_WHAT IS NEEDED_
Please scale the answer coordinates in the material below by 1.2, rounding each to the nearest whole number with halves rounded up, and write out every line of the material again with those new values. Keep the sample point lists after "in this form:" unchanged.

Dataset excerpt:
◆ ◆ ◆

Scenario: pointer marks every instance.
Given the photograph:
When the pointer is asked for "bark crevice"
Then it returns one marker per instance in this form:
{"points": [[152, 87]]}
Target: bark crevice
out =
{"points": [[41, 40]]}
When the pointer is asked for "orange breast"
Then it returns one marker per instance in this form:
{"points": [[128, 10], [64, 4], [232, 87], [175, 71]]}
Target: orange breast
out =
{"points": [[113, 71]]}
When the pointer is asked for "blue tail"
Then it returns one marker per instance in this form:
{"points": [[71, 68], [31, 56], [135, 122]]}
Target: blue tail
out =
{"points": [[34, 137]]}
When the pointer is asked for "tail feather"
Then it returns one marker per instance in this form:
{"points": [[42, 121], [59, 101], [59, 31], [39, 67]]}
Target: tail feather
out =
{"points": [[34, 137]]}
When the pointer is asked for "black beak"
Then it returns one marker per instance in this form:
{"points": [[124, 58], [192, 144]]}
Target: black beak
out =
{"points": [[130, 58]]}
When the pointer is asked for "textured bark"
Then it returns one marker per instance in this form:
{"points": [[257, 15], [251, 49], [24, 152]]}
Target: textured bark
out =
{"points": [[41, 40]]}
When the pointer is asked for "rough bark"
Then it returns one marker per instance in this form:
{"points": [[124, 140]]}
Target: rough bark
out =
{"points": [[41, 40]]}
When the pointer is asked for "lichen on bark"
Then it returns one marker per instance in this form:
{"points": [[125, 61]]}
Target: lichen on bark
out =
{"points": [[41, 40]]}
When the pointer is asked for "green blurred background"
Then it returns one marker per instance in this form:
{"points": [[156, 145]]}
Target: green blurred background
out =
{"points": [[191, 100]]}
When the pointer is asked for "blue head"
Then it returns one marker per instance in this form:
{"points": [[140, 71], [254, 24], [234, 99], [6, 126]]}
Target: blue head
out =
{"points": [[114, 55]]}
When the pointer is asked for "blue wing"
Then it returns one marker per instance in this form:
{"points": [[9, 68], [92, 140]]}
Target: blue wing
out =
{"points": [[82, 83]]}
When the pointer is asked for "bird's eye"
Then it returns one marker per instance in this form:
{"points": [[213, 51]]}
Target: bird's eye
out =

◆ ◆ ◆

_SOLUTION TO THE EXERCISE_
Scenario: pointer marks every instance.
Given the photograph:
When the pointer is asked for "bark crevice"
Then it returns one marker per instance in this form:
{"points": [[152, 87]]}
Target: bark crevice
out =
{"points": [[49, 48]]}
When the pointer is asked for "orange breast"
Then it returns one marker per instance in this form:
{"points": [[128, 10], [64, 4], [232, 87], [175, 71]]}
Target: orange breast
out =
{"points": [[136, 85]]}
When the pointer is asked for "blue tail"
Then it returns one marker per instance in this form:
{"points": [[71, 68], [31, 56], [135, 122]]}
Target: blue tail
out =
{"points": [[41, 164]]}
When the pointer is asked for "tail feather"
Then it returns one marker per instance in this form:
{"points": [[42, 121], [59, 101], [59, 31], [39, 67]]}
Target: tail feather
out =
{"points": [[41, 164]]}
When the pointer is asked for "black beak"
Then it returns one marker per instance in this form:
{"points": [[124, 58], [192, 144]]}
Target: black beak
out =
{"points": [[156, 70]]}
When the pointer is asked for "textured bark"
Then it returns one marker per instance in this form:
{"points": [[257, 15], [251, 49], [24, 152]]}
Target: textured bark
out =
{"points": [[49, 48]]}
When the pointer is asked for "rough bark"
Then it returns one marker per instance in this form:
{"points": [[124, 140]]}
Target: rough bark
out =
{"points": [[49, 48]]}
When the pointer is asked for "lichen on bark"
Then it returns one marker per instance in this form:
{"points": [[125, 61]]}
Target: lichen on bark
out =
{"points": [[49, 48]]}
When the pointer is asked for "green blurred background"
Then it returns one marker per instance in this form:
{"points": [[156, 145]]}
Target: green blurred background
out =
{"points": [[229, 120]]}
When the pointer is asked for "blue head"
Then it returns one marker per instance in this form:
{"points": [[140, 71], [254, 24], [234, 99], [6, 126]]}
Target: blue head
out =
{"points": [[137, 66]]}
When the pointer is asked for "blue wing"
Then it returns one marker per instance in this form:
{"points": [[9, 68], [92, 140]]}
Target: blue wing
out =
{"points": [[98, 100]]}
When the pointer is asked for "bird's eye"
Then it returns one marker per instance in this form:
{"points": [[213, 51]]}
Target: bird's eye
out =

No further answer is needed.